▸ Extract provided
......

It has been a rainy, muddy, humid and all-round mucky week here in Baton Rouge. When the air is saturated with water, everything becomes harder: working, driving, breathing, having a good curly-hair day.
The Polish hen is walking around with a soaked crest, looking pathetic. I’ve been feeling angsty too, looking forward to less frizz and deeper breaths.
What a mess. It’s hard to follow the news these days. Everyone seems so angry, so frightened, so sad. It feels wrong to be calm in this storm, happy for no reason. It feels like people expect one to be outraged and combative about something, otherwise one is to blame for not doing enough, for not caring enough. And yet, there is a quality of care that opens one up, extending one’s awareness beyond conceptual cocoons to the whole scene at hand, to the way the world shows up in its totality. From here it’s not all political, or evil, or human, or overwhelming. A lot of life is quietly scuttling away in the undergrowth, beneath crinkling leaves. A lot of it is lovely and warm, nourishing and delicious, cool, indifferent, horned, acrid, bioluminescent, venomous, liminal, responsive to wavelengths of light and frequencies of sound that are not experienceable by humans from the inside out. A lot of it is microbial, cellular, ethereal, metaphorical, inaccessible, invisible, imaginative, mysterious. And it all is, and so it is. The good together with the bad, showing up against each other, as each other.

......

▸ Dataset entries
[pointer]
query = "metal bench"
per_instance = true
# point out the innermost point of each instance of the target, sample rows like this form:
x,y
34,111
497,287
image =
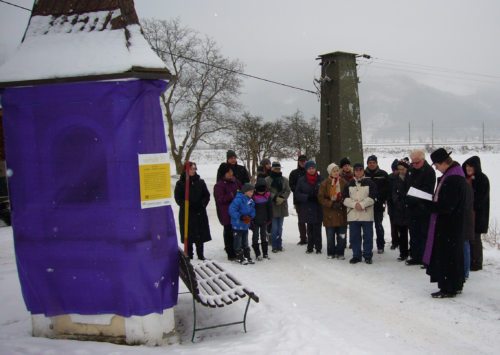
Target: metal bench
x,y
212,286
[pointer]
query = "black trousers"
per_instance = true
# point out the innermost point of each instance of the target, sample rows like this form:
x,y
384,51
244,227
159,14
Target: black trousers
x,y
402,235
228,242
419,226
476,253
394,234
314,236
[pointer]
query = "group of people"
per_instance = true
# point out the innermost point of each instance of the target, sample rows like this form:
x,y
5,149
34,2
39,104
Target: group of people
x,y
437,227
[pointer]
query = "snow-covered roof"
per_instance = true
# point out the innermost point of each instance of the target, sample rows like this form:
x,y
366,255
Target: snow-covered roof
x,y
71,46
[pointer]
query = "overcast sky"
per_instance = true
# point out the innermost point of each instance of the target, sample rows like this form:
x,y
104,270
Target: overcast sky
x,y
280,40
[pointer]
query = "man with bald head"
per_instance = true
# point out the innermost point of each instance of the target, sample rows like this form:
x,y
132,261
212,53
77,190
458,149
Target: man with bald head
x,y
422,177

......

▸ Problems to work on
1 – In the text about the rainy week, which city is having the rainy, muddy, humid week?
2 – Write the next part of the text about the rainy week, picking up after its final sentence.
The data is not needed for this work.

▸ Outputs by task
1 – Baton Rouge.

2 –
My biologist friends and artist friends and mad friends all know what I’m talking about. My parent friends and philosopher friends know. They all work patiently, loyally, beautifully in service of Life, as do so many others. I owe them a big debt for helping me See.
A dust storm is blowing in from the Sahara Desert, of a volume and density so massive it has not been witnessed this side of the Atlantic for fifty or sixty years, they say. Coming from Cyprus I know very well what the world looks like from within a Sahara dust haze, I recognize the faded pinks and ochres with which it paints the scene. Like everything, the dust comes bearing contradictions: worse air quality, reduced risk of hurricanes, rich minerals for plants and algae, less visibility, striking sunsets, more difficulty breathing. To add my voice to the broken record of my new age brethren, this year the (natural) system seems intent on helping us realize important truths. Nora Bateson writes in her beautiful book ‘Small Arcs of Larger Circles’: “We are water. We are air. We grow, we bloom, we seed, we wilt, we die. There is a false separation between humanity and nature”. Pandemic, climate crisis, racial injustice, dust storms. The world is reeling within the same atmosphere. We keep showing up against each other, as each other.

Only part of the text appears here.